EXERCISE BRIEF = Each of the lines below must be written out exactly as shown.
#####
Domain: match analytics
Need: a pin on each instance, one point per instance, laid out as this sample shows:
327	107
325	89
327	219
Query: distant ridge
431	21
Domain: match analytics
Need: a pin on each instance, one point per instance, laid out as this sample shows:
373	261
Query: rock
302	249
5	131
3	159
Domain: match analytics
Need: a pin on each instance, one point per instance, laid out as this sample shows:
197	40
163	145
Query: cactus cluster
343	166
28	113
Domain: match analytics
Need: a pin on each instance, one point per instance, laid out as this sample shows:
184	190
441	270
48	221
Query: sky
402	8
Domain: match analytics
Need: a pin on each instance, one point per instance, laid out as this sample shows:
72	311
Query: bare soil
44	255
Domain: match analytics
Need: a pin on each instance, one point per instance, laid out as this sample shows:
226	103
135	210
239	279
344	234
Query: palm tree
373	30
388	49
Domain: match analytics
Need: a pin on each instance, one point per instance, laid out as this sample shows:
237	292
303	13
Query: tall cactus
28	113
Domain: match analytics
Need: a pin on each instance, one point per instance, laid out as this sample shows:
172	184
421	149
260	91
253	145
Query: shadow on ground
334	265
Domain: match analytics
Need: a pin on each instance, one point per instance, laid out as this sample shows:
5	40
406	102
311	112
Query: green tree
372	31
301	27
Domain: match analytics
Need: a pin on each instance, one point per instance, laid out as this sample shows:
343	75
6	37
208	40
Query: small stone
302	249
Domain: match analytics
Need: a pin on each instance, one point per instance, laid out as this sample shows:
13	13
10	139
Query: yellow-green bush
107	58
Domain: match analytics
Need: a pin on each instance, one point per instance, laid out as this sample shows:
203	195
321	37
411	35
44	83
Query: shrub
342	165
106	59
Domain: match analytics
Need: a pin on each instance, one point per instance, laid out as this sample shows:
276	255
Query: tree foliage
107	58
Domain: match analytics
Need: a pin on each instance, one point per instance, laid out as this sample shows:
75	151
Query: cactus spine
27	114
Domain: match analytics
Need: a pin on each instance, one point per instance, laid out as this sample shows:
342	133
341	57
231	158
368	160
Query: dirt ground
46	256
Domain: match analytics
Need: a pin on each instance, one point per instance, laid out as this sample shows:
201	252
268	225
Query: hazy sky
#####
ANSWER BOX =
Domain: match analytics
Need: a pin on each instance, one point per instance, laid out as this sample shows:
327	107
325	89
327	219
Query: distant ridge
431	21
Domain: match analytics
Need: a pin on each instance, one point per instance, laid out as this sample shows:
373	261
Query: rock
302	249
5	131
3	159
Domain: match analytics
Need: a pin on each instance, one point per instance, laid out as this sample shows:
197	40
163	145
Query: cactus cluster
343	166
28	113
Domain: match analytics
Need: a pin on each instance, one point per instance, laid out as this sample shows:
184	190
441	270
48	221
Query: sky
402	8
Domain: match analytics
Need: a pin on each instance, one point per instance, laid out as this sample shows:
72	311
Query: bare soil
44	255
Domain: match analytics
Need: a pin on each instance, one point per instance, laid out as this sample shows:
226	103
135	210
239	279
344	234
Query: palm tree
373	30
388	49
Domain: match analytics
Need: a pin on each instance, one point per instance, laid out as this sample shows:
237	292
303	13
Query: tall cactus
28	113
Domain: match analytics
Need: a pin on each instance, one point per instance, laid out as this sample shows:
172	184
421	149
260	91
253	145
Query: shadow on ground
334	265
Domain: match analytics
Need: a pin on each instance, one point per instance, laid out as this sample shows:
5	40
406	102
311	112
Query: green tree
372	31
301	27
Domain: match analytics
Need: a pin on each instance, one point per instance, laid out as this sample shows:
343	75
6	37
208	40
Query: small stone
302	249
Domain: match analytics
Need: a pin on each instance, one point per instance, laid out as this sample shows:
13	13
10	139
Query: yellow-green bush
107	58
Domain: match analytics
Need: a pin on each instance, one point per instance, laid out as this sample shows:
203	195
321	37
411	35
44	83
Query: shrub
342	165
106	59
Domain: match analytics
Need: a pin on each instance, one point per instance, laid out as this sample shows:
276	255
Query: tree foliage
107	58
Domain: match analytics
Need: a pin on each instance, one point per instance, laid out as this sample shows:
75	151
Query: cactus spine
27	114
Domain: match analytics
Need: a pin on each instance, one point per instance, laid out as this sample shows:
342	133
341	57
231	158
368	160
Query: dirt ground
46	256
Domain: match analytics
Need: a pin on each instance, one point per instance, laid out as this sample shows:
201	252
268	225
Query: hazy sky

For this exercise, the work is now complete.